START INFORMATION GIVEN
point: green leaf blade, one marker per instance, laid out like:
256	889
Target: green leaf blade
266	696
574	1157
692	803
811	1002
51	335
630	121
END INFORMATION GIVEN
__SET PROBLEM__. Copy the listing above line for line, changing nothing.

__FINISHED TASK__.
point: green leaf blade, one marker per instance, laid out like:
256	889
Target: green leaf blade
266	696
574	1157
692	803
811	1002
51	335
630	121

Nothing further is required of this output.